*EXERCISE:* Copy every line of the listing below word for word.
:: RECORDS FOR THE TASK
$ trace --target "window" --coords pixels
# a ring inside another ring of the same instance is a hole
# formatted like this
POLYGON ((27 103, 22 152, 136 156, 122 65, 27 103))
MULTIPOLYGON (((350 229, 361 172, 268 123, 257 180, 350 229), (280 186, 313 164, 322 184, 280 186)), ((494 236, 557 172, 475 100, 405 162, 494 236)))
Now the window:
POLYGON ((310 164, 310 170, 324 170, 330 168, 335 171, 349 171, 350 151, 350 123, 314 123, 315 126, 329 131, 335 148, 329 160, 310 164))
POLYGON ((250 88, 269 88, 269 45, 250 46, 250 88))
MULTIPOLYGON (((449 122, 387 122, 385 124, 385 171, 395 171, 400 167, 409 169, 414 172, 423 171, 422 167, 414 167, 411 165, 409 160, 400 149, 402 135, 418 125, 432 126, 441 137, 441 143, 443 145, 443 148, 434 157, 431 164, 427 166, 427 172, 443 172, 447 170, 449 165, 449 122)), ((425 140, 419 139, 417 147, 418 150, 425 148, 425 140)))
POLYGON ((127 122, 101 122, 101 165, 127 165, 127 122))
::::
*FULL OUTPUT:*
$ trace --target "window" --coords pixels
# a ring inside another ring of the same instance is a hole
# formatted like this
POLYGON ((27 103, 22 152, 136 156, 122 65, 27 103))
MULTIPOLYGON (((350 229, 361 172, 268 123, 257 180, 350 229), (280 186, 313 164, 322 184, 280 186)), ((494 236, 557 172, 475 100, 405 162, 494 236)))
Now the window:
POLYGON ((310 164, 310 170, 324 170, 330 168, 335 171, 349 171, 350 151, 350 123, 314 123, 315 126, 329 131, 335 148, 329 160, 310 164))
POLYGON ((250 88, 269 88, 269 45, 250 46, 250 88))
MULTIPOLYGON (((449 122, 387 122, 385 124, 385 171, 395 171, 400 167, 409 169, 414 172, 423 171, 422 167, 414 167, 411 165, 409 160, 400 149, 402 135, 418 125, 432 126, 441 137, 441 143, 443 145, 443 148, 434 157, 431 164, 427 166, 427 172, 443 172, 447 170, 449 165, 449 122)), ((425 140, 419 139, 417 147, 418 150, 425 148, 425 140)))
POLYGON ((127 122, 101 122, 101 165, 127 165, 127 122))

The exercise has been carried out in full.